## Goal of the exercise
Pull out each line of the records below that contains the word "yellow".

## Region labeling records
***
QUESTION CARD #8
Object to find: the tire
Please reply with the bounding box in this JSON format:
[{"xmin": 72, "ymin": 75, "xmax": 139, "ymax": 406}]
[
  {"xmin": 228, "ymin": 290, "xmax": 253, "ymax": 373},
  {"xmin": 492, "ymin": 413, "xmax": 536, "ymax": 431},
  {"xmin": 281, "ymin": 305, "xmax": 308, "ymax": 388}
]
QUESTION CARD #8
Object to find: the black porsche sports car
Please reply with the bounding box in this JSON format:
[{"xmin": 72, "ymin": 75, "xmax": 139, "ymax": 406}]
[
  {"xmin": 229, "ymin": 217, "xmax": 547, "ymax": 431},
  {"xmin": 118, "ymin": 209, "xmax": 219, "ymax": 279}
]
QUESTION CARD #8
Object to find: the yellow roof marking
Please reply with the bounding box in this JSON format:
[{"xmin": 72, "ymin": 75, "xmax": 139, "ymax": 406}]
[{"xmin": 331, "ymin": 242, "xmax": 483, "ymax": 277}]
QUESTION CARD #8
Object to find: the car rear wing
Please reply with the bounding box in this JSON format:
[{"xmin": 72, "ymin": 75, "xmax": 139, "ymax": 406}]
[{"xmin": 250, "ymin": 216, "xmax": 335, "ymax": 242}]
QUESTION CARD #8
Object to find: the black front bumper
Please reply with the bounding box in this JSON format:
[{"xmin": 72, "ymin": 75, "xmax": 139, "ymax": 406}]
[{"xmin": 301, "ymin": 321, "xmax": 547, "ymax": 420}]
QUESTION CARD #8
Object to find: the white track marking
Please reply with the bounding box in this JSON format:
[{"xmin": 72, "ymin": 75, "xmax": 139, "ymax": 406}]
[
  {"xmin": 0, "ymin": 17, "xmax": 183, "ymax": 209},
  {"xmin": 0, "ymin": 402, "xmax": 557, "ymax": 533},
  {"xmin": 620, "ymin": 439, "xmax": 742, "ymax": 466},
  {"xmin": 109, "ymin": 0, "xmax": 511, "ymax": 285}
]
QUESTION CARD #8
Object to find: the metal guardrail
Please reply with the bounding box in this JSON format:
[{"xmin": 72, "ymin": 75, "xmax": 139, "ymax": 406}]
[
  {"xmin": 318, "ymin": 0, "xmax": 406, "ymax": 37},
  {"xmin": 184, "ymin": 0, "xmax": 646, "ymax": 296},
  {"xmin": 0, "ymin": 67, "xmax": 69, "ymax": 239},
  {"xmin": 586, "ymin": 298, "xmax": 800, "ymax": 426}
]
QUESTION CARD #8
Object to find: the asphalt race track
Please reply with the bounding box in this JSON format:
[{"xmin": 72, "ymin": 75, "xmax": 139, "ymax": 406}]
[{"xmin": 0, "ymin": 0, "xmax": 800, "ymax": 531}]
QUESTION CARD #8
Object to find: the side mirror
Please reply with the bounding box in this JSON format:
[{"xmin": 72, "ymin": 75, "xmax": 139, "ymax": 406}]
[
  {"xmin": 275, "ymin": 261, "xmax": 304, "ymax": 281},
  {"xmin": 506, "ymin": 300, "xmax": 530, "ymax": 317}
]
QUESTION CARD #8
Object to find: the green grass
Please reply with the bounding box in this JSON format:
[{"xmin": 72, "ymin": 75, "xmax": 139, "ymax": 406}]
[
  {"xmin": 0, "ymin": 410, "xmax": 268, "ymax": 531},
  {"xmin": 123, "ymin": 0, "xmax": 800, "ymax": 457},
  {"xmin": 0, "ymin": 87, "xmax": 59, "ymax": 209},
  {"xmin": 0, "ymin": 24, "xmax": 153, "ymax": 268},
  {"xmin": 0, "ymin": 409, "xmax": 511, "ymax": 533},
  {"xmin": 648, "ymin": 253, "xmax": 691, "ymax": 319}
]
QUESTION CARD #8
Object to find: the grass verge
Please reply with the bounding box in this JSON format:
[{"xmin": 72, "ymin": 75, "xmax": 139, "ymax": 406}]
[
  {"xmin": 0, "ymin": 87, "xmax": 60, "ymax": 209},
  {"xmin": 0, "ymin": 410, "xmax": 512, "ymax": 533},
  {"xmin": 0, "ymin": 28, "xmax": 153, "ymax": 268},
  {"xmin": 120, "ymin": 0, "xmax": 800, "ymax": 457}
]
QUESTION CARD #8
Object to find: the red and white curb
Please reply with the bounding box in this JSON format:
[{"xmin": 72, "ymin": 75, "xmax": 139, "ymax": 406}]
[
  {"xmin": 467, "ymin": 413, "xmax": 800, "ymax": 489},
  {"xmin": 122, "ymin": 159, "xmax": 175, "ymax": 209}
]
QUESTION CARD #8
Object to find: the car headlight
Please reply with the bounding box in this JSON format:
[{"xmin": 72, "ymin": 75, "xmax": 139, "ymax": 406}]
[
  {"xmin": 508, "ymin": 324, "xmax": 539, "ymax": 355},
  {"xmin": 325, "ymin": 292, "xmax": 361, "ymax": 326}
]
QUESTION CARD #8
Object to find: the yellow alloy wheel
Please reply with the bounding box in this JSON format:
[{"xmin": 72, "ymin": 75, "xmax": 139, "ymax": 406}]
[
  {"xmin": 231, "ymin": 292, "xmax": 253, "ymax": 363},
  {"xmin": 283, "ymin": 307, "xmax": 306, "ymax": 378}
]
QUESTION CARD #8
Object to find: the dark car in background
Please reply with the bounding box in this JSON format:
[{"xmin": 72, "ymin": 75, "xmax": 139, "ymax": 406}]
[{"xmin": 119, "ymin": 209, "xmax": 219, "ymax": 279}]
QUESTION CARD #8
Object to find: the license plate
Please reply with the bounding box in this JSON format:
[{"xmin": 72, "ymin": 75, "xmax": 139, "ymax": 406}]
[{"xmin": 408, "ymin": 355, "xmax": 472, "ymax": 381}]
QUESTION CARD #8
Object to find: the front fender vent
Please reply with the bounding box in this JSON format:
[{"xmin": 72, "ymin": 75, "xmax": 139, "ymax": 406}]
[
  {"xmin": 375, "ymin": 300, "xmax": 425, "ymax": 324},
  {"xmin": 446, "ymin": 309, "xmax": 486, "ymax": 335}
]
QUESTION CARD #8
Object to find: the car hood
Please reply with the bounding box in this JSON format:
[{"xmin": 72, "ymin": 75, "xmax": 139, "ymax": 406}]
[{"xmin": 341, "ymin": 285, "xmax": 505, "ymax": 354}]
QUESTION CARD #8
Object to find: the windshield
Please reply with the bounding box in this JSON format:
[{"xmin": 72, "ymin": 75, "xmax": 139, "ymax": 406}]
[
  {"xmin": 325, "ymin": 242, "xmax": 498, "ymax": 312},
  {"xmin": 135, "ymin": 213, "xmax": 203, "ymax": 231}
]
***
## Exercise output
Object to find: the yellow roof marking
Object to find: the yellow alloy wheel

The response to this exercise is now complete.